====== Provided material ======

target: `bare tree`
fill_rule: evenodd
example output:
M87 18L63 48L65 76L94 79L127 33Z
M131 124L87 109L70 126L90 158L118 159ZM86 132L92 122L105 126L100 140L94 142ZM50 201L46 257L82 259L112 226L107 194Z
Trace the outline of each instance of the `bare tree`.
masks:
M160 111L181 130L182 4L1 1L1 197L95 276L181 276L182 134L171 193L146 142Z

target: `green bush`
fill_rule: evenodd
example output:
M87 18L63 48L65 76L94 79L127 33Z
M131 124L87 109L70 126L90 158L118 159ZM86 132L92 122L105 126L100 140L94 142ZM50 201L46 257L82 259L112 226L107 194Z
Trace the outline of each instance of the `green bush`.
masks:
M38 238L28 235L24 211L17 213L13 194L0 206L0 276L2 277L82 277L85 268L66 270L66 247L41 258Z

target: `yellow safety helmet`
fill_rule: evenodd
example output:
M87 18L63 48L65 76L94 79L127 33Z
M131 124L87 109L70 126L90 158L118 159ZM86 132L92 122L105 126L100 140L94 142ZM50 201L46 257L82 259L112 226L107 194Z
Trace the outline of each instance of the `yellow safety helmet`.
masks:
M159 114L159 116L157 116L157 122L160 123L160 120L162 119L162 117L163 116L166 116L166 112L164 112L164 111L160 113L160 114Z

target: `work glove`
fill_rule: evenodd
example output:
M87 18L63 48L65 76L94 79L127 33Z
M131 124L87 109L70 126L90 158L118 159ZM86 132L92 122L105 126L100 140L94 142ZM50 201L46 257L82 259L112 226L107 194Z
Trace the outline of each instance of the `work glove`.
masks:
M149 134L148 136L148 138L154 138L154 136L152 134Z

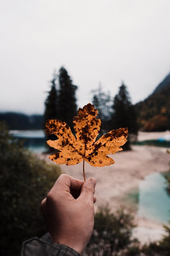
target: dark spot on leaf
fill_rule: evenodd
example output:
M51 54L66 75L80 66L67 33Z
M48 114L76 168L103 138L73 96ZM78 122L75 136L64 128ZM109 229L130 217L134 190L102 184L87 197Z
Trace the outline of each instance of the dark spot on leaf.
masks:
M49 137L51 140L56 140L58 139L58 137L57 137L55 134L54 134L54 133L49 135Z

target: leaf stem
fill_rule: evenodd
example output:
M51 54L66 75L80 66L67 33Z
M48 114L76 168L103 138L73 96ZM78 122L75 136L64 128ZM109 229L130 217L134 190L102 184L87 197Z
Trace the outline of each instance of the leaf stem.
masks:
M86 177L85 176L85 172L84 172L84 158L83 158L83 176L84 177L84 181L86 181Z

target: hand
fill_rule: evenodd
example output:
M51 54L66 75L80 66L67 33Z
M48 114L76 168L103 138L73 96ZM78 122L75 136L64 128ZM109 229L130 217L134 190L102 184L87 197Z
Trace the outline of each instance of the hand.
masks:
M83 253L93 229L96 184L94 178L84 182L66 174L59 177L41 203L53 243Z

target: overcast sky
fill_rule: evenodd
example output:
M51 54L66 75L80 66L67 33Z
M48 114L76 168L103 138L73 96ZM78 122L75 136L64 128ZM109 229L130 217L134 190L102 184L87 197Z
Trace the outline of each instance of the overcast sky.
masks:
M0 111L42 113L54 70L78 87L123 80L133 103L170 72L169 0L0 0Z

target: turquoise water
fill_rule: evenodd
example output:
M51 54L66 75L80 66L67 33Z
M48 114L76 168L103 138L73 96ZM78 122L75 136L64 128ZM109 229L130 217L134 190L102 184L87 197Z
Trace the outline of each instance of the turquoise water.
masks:
M138 215L167 223L170 220L170 197L166 179L159 173L147 176L139 187Z
M46 138L43 130L15 131L11 133L19 139L24 140L26 148L36 153L46 150ZM148 141L139 145L170 147L170 142ZM129 199L138 205L139 216L167 223L170 220L170 197L166 191L166 179L158 173L146 176L141 181L138 189L129 194Z
M35 153L42 153L47 150L46 138L42 130L11 131L11 133L24 141L24 146Z
M162 147L163 148L170 148L170 141L166 141L161 140L145 140L143 141L134 141L133 145L139 146L152 146L156 147Z

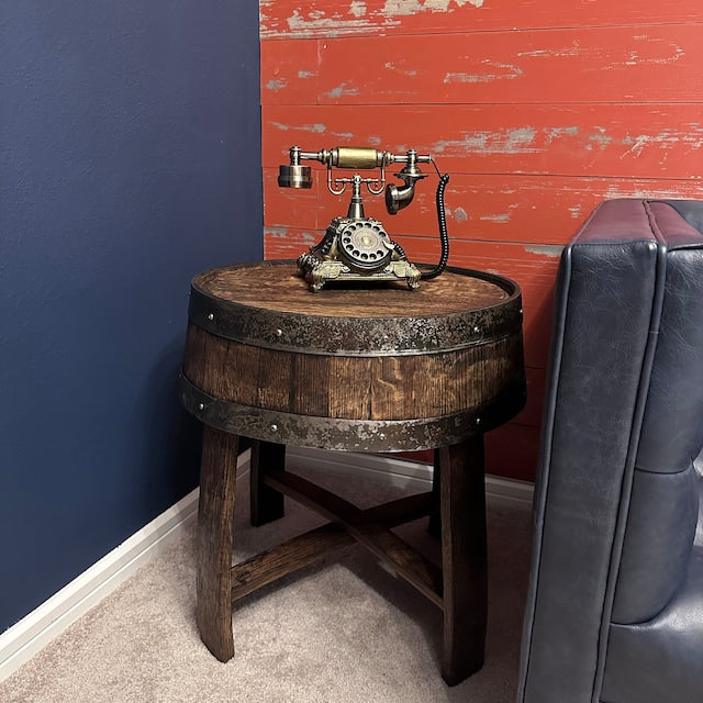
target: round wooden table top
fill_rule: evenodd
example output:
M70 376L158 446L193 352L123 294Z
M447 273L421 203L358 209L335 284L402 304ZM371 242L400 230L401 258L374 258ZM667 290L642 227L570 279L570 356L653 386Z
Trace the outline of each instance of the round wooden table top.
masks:
M212 269L193 278L190 320L245 344L310 354L434 353L504 336L522 324L520 287L447 268L417 290L346 283L312 292L294 261Z
M313 293L294 261L263 261L200 274L193 286L213 298L252 308L343 317L443 315L489 308L514 292L506 279L448 268L411 291L398 283L331 283Z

======

Set exercise: Take the records above from the line with "target: hand" down to their last line and please copy those lines exactly, without the pictures.

Response for this exercise:
target: hand
fill_rule: evenodd
example output:
M51 54L66 75L80 66L67 33Z
M48 114L76 168L103 138L73 96ZM78 122L75 136L64 128ZM109 229L130 217L134 190L102 184L87 197Z
Trace the outline of each instance of the hand.
masks:
M83 253L93 229L96 184L94 178L84 182L66 174L59 177L41 203L53 243Z

target: overcast sky
fill_rule: evenodd
example output:
M51 54L66 75L80 66L67 33Z
M48 114L76 168L103 138L73 96ZM78 122L75 136L64 128ZM109 229L130 217L134 190L102 184L87 197Z
Trace the outline of each instance of the overcast sky.
masks:
M0 111L42 113L54 70L78 87L123 80L133 103L170 72L169 0L0 0Z

target: turquoise water
fill_rule: evenodd
example output:
M51 54L66 75L80 66L67 33Z
M48 114L76 168L103 138L73 96ZM78 122L75 136L64 128ZM109 229L130 217L134 190L102 184L87 197Z
Trace the outline of each instance of the turquoise water.
masks:
M138 215L167 223L170 220L170 197L166 179L159 173L147 176L139 187Z
M46 138L43 130L15 131L11 133L19 139L24 140L26 148L36 153L46 150ZM148 141L139 145L170 147L170 142ZM129 199L138 205L139 216L167 223L170 220L170 197L166 191L166 179L158 173L146 176L141 181L138 189L129 194Z
M35 153L42 153L47 150L46 138L42 130L11 131L11 133L24 141L24 146Z
M162 147L163 148L170 148L170 141L166 141L161 140L145 140L143 141L134 141L133 145L139 146L152 146L156 147Z

target: round wooden table top
fill_rule: evenodd
example output:
M70 376L158 446L193 352L123 294Z
M447 273L421 203L358 209L335 284L402 304ZM371 242L400 230L401 258L374 258ZM667 290L642 227L570 279L570 356L653 386Z
Trace the outline of each instance of the round wooden table top.
masks:
M212 269L193 278L190 320L245 344L310 354L434 353L504 336L522 324L520 287L447 268L417 290L346 283L312 292L294 261Z
M313 293L294 261L263 261L200 274L193 286L213 298L252 308L343 317L443 315L489 308L514 292L506 279L448 268L411 291L398 283L331 283Z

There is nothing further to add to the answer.